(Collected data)

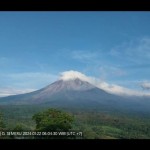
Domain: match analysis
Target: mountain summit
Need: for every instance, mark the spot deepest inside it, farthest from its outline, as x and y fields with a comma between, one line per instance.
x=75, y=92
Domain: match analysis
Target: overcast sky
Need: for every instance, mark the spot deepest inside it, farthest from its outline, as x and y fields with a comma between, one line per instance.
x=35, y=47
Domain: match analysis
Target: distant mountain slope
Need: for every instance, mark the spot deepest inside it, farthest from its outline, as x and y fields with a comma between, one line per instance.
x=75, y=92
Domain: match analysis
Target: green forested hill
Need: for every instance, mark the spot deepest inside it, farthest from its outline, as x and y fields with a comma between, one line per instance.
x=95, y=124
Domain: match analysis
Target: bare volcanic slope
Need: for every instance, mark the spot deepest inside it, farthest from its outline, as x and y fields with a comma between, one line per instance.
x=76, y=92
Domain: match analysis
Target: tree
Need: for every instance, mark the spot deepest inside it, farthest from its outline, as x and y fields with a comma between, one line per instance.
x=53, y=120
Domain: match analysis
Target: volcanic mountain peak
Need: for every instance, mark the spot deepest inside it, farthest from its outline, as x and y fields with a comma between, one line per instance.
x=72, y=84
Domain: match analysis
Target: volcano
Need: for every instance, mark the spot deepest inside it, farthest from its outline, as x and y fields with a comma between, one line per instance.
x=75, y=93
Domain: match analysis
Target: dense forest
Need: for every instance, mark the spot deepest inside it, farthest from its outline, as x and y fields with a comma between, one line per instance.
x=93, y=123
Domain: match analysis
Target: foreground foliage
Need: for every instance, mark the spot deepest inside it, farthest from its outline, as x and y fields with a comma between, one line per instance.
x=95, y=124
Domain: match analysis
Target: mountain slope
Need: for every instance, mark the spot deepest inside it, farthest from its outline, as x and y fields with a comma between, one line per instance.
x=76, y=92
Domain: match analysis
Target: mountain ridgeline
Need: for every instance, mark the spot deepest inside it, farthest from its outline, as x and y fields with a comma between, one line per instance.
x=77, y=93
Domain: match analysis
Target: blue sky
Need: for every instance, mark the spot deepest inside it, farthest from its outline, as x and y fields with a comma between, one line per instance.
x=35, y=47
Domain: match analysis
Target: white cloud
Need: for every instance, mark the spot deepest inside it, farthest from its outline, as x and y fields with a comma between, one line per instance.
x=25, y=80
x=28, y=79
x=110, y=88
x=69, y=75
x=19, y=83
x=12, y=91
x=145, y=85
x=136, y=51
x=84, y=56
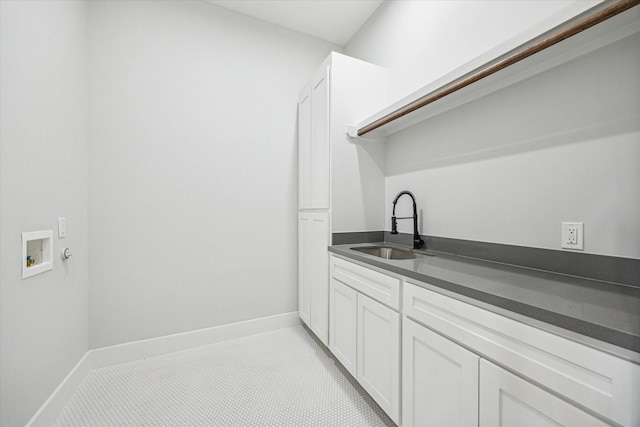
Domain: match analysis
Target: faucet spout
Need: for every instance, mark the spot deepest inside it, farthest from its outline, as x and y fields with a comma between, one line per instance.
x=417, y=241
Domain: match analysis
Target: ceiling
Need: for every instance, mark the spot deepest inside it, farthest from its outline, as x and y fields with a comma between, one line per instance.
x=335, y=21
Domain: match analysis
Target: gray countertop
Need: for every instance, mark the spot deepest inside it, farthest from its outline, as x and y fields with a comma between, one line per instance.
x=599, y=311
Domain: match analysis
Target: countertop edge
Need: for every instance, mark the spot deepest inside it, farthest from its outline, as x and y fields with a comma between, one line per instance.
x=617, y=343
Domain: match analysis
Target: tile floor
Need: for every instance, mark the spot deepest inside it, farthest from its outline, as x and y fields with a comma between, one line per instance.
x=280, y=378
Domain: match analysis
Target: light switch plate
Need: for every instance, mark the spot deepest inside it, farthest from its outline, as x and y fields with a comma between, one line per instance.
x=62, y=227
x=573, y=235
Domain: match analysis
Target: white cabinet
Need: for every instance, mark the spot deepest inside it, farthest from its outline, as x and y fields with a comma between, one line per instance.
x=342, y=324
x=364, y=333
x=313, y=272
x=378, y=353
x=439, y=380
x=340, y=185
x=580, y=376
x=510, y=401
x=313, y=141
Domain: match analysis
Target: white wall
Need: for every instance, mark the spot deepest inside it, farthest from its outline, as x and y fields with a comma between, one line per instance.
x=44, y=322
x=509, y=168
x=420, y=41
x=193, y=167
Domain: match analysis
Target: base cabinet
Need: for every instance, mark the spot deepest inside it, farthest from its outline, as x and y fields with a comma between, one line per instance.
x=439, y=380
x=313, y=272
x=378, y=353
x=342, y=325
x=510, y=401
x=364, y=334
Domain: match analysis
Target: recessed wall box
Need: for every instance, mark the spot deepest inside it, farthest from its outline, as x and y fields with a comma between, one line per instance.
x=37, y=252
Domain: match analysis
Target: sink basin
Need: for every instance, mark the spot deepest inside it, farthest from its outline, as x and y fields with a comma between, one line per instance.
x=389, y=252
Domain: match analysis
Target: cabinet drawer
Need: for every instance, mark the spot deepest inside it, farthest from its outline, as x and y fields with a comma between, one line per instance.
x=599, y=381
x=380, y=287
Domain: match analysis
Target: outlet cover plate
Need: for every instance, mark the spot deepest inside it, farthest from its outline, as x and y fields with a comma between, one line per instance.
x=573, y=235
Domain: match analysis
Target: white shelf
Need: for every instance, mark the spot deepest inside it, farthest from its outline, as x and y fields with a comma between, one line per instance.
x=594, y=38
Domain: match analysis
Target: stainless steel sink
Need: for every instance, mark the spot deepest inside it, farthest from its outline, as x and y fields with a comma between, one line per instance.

*Exercise requirements:* Write out the records above once more, word for word, with no pictures.

*Result of the exercise:*
Domain: match analysis
Target: mountain summit
Need: for every instance, mark the spot deepest inside it, farthest from its outline, as x and y fields with a comma between, one line per instance.
x=75, y=92
Domain: match analysis
Target: overcast sky
Need: for every instance, mark the spot deepest inside it, farthest from its outline, as x and y fields with a comma between, one line per instance.
x=35, y=47
Domain: match analysis
Target: distant mountain slope
Need: for every instance, mark the spot deepest inside it, farthest from its outline, as x and y fields with a comma between, one line per instance.
x=75, y=92
Domain: match analysis
Target: green forested hill
Need: for every instance, mark the spot deepest inside it, farthest from its outline, as x and y fields with a comma between, one line per instance.
x=95, y=124
Domain: match analysis
Target: bare volcanic slope
Need: for every instance, mark the spot deepest inside it, farthest from its outline, as x and y fields with a comma between, one line per instance.
x=76, y=92
Domain: match analysis
Target: tree
Need: for every instance, mark the spot deepest inside it, farthest from its outline, as x and y fields with a comma between, one line per instance.
x=53, y=120
Domain: match analysis
Target: volcanic mountain peak
Need: for every instance, mark the spot deepest inside it, farthest from its outline, as x and y fields with a comma between, one line per instance.
x=72, y=84
Domain: match analysis
Target: volcano
Need: for every instance, mark the spot deepest inside it, farthest from its outline, as x and y fields with a comma between, one line per instance.
x=75, y=93
Domain: match analysis
Target: dense forest
Need: for every instance, mark the spot deepest inside it, farthest from its outline, as x and y fields with a comma between, one line per instance.
x=93, y=123
Domain: match analysis
Target: foreground foliage
Need: for every instance, mark the spot deepest inside it, farthest from its outline, as x and y fields with a comma between, one line per instance.
x=95, y=124
Domain: match analysis
Target: mountain slope
Need: for every instance, mark the spot deepest inside it, farthest from its outline, as x and y fields with a comma between, one line per instance.
x=76, y=92
Domain: match analysis
Target: mountain ridgeline
Need: for every instance, mark the spot deepest inside it, farthest from its outline, as x and y fields with a comma between, one line per instance.
x=77, y=93
Domain: match analysis
Target: blue sky
Need: for every instance, mark the spot deepest inside it, farthest from its outline, as x and y fields with a comma between, one line per instance.
x=35, y=47
Domain: match analysis
Target: white cloud
Need: for every instance, mark the spot deepest inside it, farthest from its outline, as x and y fields with a comma between, one line per instance.
x=25, y=80
x=28, y=79
x=110, y=88
x=69, y=75
x=19, y=83
x=12, y=91
x=145, y=85
x=136, y=51
x=84, y=56
Domain: match analysis
Target: faucet spout
Need: for every instance, mark the spot deepest inside it, farthest from its outline, as x and y fields with a comma between, one line per instance.
x=417, y=241
Domain: match analysis
Target: ceiling
Need: for every instance, mark the spot deepest inside it, farthest from its outline, as x and y fields with a comma between, one line per instance.
x=335, y=21
Domain: match analysis
Target: gray countertop
Need: for every instance, mark the spot deepest inside it, farthest from its outline, as x and y fields with a comma between, one line per instance.
x=599, y=311
Domain: match analysis
Target: countertop edge
Need: for every instance, mark the spot deepest inside it, farthest from its outline, as x and y fields with a comma between, one line per instance.
x=617, y=343
Domain: match analysis
Target: tile floor
Need: for every instance, mark the spot deepest inside it, farthest from its outline, as x and y fields with a comma between, one line per instance.
x=280, y=378
Domain: match analysis
Target: light switch plate
Need: for every instance, mark the spot deepest inside it, farthest from its outline, as x and y fields with a comma between, one line per instance.
x=62, y=227
x=573, y=235
Domain: match analysis
Target: white cabinet
Need: for every instance, mark the spot deepest inside it, farthest from its outline, as x and y fields with a comma between, one line per instance.
x=342, y=324
x=364, y=333
x=313, y=272
x=378, y=353
x=439, y=380
x=340, y=185
x=580, y=376
x=510, y=401
x=313, y=141
Domain: match analysis
Target: white wall
Need: for every instance, mark the spot deepest inside it, farthest from its outline, as x and y fields with a comma between, one line per instance.
x=44, y=322
x=509, y=168
x=420, y=41
x=193, y=167
Domain: match analysis
Target: base cabinet
Need: for every instance, mark the spot deepest inside it, farthest from its outline, as x and y fields with a comma between, one line per instance.
x=439, y=380
x=313, y=272
x=378, y=353
x=342, y=325
x=510, y=401
x=364, y=334
Domain: match analysis
Target: recessed wall box
Need: for every instance, mark the spot deepest inside it, farthest from its outline, as x and y fields with a comma between, one line per instance.
x=37, y=252
Domain: match analysis
Target: sink basin
Need: for every instance, mark the spot deepest inside it, farthest from its outline, as x and y fields with a comma between, one line per instance.
x=389, y=252
Domain: match analysis
Target: cabinet drawer
Need: for every instance, mark the spot deepest inside it, farthest from its outline, as x and y fields with a comma between, one line per instance.
x=599, y=381
x=380, y=287
Domain: match analysis
Target: outlet cover plate
Need: for every instance, mark the spot deepest inside it, farthest from its outline, as x and y fields with a comma between, one line per instance.
x=573, y=235
Domain: match analysis
Target: white shelf
Need: for every instance, mark the spot deepest inside it, farthest from its outline, as x and y fields with a comma between, one line per instance.
x=594, y=38
Domain: match analysis
Target: stainless steel sink
Need: for every instance, mark the spot deepest inside it, farthest from its outline, as x and y fields with a comma between, one line per instance.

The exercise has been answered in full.